Extrait présenté »
"""

Autour du deuil, de la création artistique, de la parole et de l’écoute vraies, Drive My Car de Ryûsuke Hamaguchi, Prix du scénario à Cannes après avoir obtenu l’Ours d’argent à Berlin pour Contes du hasard et autres fantaisies, fait naître des moments de cinéma d’une grâce absolue. Une merveille de film.
D’une nouvelle de Haruki Murakami, qui ouvre le recueil Des hommes sans femmes (Belfond, 2017), le cinéaste Ryûsuke Hamaguchi (Senses, Asako I & II) a tiré un récit de presque trois heures. Ce temps long est celui qu’il faut pour offrir à ce trésor de sensibilité son juste espace de résonance. Drive My Car débute par un prologue de trois-quarts d’heure (dont on ne dira rien ici), que vient clore un générique, comme pour souligner la couture entre ces deux temps de la narration. La suite de l’histoire propulse son personnage central, Yusuke Kafuku, acteur et metteur en scène de théâtre, dans une résidence à Hiroshima, afin d’y monter une adaptation d’Oncle Vania de Tchekhov, cette oeuvre puissante qui regarde celles et ceux qui l’interprètent droit dans les yeux et les exhorte à entamer un dialogue intime avec elle. « Tu n’as rien vu à Hiroshima », s’entendait dire le personnage d’Emmanuelle Riva dans Hiroshima, mon amour d’Alain Resnais. Les protagonistes de Drive My Car, eux, ouvriront les yeux et leur cœur les uns au contact des autres.
Car Drive My Car s’articule autour de l’idée que la rencontre véritable, la parole juste et l’écoute qu’elle engendre dans le présent de l’échange, ont le pouvoir de remettre en mouvement nos rouages intérieurs. Prendre la route et prendre la parole y vont de pair. S’y laisser conduire n’est pas un acte anodin.
Ainsi Kakufu, cet homme triste que le destin n’a pas épargné, sera-t-il invité à s’ouvrir au contact de cette autre âme en peine, pétrie de culpabilité comme lui, qu’est Misaki, sa conductrice. Dans cet habitacle propice à la confidence, l’artiste et la jeune femme entameront un dialogue pudique et sincère, qui les fera cheminer tous deux vers une libération intérieure. Autour d’eux, d’autres personnages apporteront chacun leur lumière : un jeune acteur, un interprète, une comédienne muette qui pratique la langue des signes coréenne.

"""

Consigne 1 » D'après la critique de Drive My Car, quelle œuvre Yusuke Kafuku doit-il monter lors de sa résidence à Hiroshima ?
Consigne 2 » Prolongez la critique de Drive My Car au-delà de sa dernière phrase.

Données enregistrées »
"""

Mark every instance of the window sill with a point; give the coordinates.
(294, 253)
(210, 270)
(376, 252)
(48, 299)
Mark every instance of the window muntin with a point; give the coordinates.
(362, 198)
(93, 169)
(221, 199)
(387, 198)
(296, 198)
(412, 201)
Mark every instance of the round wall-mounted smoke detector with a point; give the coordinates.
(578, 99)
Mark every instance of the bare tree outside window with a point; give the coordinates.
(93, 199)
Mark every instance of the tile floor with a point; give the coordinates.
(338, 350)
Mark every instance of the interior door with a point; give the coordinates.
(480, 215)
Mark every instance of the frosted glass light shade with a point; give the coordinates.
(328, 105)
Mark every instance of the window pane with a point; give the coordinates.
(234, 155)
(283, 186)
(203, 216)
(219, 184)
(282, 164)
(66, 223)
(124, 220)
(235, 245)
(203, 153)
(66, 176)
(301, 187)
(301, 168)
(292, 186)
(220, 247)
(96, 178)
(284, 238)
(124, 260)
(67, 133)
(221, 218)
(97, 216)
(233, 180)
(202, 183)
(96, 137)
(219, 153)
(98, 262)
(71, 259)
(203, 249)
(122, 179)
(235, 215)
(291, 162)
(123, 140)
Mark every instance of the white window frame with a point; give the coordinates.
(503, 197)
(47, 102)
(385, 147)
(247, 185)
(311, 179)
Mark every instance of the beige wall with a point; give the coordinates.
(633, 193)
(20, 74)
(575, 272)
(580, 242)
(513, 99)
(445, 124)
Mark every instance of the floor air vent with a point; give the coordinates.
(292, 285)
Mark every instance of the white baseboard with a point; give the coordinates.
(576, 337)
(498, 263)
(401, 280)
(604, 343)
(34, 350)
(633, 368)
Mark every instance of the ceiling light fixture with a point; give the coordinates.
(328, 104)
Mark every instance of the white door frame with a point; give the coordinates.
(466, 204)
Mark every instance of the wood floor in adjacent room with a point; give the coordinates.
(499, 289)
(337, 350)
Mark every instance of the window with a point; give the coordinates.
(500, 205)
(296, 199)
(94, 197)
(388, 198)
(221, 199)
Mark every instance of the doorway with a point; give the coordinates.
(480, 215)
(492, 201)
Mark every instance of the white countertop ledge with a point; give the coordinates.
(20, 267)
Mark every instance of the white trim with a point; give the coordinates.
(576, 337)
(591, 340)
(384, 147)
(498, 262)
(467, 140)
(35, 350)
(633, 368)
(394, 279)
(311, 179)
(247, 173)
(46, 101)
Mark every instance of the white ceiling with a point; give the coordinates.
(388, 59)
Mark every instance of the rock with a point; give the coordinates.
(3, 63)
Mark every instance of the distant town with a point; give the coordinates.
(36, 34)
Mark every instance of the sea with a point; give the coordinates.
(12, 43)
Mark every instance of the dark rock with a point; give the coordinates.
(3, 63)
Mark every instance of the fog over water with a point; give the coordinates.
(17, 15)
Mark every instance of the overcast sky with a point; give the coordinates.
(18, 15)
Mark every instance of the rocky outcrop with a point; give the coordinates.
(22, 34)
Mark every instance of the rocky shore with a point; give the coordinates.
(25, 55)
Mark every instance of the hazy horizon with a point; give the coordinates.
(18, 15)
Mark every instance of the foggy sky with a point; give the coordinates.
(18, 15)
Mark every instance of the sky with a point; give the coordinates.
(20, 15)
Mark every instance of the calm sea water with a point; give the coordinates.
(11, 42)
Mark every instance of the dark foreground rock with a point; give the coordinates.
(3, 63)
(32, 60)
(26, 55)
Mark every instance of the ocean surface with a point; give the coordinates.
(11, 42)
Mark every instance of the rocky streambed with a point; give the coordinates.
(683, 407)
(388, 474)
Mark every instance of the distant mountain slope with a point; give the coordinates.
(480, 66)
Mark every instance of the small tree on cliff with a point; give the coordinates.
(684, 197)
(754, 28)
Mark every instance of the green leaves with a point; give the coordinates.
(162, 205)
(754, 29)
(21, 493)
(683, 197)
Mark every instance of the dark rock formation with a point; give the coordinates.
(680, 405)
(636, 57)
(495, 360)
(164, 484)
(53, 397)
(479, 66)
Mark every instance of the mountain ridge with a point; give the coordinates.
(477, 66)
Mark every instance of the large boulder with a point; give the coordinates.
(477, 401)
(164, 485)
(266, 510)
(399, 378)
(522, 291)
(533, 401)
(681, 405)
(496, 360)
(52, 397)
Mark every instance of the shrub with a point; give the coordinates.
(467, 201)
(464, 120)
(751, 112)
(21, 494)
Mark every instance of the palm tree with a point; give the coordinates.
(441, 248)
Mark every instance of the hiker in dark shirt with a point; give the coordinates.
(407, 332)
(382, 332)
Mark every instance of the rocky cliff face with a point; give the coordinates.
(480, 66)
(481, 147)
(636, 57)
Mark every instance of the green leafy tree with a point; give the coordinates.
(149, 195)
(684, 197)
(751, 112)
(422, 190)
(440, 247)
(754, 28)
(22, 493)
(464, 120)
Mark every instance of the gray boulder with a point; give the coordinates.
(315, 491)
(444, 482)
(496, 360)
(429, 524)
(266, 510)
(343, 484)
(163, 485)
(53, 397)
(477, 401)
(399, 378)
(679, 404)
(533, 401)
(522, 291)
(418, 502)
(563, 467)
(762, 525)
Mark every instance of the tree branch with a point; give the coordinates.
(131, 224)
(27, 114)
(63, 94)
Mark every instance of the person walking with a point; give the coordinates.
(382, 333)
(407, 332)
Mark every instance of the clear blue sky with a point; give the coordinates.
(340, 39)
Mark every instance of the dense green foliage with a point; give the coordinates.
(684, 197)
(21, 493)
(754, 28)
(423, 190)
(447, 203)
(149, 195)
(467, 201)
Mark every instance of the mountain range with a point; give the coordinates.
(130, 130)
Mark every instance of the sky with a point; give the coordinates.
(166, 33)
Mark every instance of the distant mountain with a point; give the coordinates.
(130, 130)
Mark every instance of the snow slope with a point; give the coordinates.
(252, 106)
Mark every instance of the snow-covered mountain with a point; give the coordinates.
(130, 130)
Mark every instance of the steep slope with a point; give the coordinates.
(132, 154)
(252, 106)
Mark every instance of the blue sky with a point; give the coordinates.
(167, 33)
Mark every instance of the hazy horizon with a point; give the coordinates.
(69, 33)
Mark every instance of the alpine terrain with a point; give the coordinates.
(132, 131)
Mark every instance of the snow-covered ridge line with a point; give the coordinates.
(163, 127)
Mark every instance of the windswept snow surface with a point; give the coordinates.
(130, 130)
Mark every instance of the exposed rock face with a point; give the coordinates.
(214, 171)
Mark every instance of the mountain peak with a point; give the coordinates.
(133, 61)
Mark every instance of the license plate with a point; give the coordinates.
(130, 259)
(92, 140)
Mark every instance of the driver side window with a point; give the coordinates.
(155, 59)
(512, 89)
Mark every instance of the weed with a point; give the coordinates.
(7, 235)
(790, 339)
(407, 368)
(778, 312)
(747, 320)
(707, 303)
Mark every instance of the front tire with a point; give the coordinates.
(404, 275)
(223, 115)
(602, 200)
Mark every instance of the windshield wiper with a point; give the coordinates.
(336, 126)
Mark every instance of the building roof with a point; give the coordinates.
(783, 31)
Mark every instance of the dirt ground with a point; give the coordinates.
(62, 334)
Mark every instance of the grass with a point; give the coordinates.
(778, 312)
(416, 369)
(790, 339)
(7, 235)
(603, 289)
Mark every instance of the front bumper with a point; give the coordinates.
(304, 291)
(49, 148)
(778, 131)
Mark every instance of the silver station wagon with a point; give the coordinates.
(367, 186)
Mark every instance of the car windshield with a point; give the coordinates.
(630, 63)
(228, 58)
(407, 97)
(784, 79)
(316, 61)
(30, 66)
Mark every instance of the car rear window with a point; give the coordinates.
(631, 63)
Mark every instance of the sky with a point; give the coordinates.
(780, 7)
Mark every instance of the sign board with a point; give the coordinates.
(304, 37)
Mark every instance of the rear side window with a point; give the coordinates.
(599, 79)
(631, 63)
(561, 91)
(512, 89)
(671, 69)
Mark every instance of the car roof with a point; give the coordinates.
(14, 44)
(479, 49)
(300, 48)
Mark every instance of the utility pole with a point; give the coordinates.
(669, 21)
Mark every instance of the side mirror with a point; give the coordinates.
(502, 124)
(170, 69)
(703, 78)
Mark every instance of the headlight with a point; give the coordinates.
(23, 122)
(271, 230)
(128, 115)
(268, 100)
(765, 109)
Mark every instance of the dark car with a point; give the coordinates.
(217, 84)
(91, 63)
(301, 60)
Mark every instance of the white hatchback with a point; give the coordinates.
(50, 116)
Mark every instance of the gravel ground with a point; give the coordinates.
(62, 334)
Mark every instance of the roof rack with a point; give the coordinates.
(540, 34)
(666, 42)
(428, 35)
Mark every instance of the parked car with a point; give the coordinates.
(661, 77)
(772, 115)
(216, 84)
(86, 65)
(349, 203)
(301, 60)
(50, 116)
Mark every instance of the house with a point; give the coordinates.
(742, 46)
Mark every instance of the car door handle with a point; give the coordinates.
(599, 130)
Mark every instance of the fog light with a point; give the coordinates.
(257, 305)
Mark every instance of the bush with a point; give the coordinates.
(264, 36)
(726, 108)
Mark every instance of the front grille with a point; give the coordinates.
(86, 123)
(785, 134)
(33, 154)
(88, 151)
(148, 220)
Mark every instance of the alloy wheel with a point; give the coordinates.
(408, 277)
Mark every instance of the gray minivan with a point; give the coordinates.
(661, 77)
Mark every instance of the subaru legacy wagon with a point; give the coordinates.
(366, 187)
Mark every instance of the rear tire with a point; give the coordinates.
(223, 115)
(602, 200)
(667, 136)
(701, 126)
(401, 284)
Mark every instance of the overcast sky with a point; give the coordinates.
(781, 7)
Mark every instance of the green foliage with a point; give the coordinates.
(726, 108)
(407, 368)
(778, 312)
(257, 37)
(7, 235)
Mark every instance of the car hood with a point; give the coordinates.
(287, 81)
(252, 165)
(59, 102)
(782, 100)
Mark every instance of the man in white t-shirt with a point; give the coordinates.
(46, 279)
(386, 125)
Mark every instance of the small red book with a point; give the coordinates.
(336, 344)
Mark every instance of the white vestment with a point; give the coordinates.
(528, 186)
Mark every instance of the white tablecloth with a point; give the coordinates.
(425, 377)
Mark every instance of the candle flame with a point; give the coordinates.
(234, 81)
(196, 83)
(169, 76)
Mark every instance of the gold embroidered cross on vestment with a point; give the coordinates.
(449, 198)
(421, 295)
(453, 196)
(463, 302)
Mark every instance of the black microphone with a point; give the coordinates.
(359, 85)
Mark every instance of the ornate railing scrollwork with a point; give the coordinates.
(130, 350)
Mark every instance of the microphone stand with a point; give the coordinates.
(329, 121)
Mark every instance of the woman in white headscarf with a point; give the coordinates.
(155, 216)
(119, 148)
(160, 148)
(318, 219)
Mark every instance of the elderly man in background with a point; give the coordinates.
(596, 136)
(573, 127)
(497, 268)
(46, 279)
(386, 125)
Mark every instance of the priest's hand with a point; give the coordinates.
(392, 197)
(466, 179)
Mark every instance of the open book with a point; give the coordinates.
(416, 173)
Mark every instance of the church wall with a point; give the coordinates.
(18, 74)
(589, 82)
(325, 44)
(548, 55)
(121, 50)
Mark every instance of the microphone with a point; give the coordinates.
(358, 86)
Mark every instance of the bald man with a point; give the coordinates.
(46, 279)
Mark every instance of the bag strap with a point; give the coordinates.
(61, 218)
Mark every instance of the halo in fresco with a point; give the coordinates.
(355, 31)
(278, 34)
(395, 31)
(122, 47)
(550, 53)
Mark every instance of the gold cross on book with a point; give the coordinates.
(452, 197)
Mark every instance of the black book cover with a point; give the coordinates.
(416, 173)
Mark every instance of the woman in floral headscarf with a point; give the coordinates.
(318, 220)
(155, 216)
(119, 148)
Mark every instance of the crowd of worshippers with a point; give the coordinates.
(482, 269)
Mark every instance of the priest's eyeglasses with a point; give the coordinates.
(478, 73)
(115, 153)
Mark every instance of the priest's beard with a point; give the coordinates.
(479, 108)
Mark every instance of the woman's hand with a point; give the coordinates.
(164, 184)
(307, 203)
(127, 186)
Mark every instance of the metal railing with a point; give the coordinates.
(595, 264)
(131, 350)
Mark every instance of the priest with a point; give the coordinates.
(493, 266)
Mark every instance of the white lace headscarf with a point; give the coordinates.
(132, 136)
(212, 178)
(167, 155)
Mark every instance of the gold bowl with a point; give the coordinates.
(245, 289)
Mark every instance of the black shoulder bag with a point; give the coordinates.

"""

Réponse 1 » Une adaptation d'Oncle Vania de Tchekhov.

Réponse 2 »
Une force tranquille circule d’un bout à l’autre de Drive My Car. Sa mise en scène, sa photographie, où se mêlent des tonalités beiges, blanches et bleues, son montage très maîtrisé, tout y laisse circuler les mots, les silences et les énergies (des êtres et des lieux), et mobilise pleinement l’attention du spectateur. Plusieurs séquences de ce film sont de purs moments de grâce : un long échange entre Kakufu et le jeune Takatsuki dans la voiture, un recueillement devant le vestige d’une maison dans la neige, ou la sublime dernière scène d’Oncle Vania jouée face à un public, où se dit la nécessité de tenir debout en dépit des épreuves de l’existence. En prenant un tout autre chemin que Louis Malle dans Vanya, 42e rue (des répétitions de la pièce, plus vraies que nature, rendaient poreuse la frontière entre l’art et la vie, sans que l’on sorte du théâtre), Ryûsuke Hamaguchi aboutit au même résultat : faire triompher la force des liens et, par voie de conséquence, faire entrevoir une dimension plus vaste à nos vies. Y a-t-il plus beau sujet ?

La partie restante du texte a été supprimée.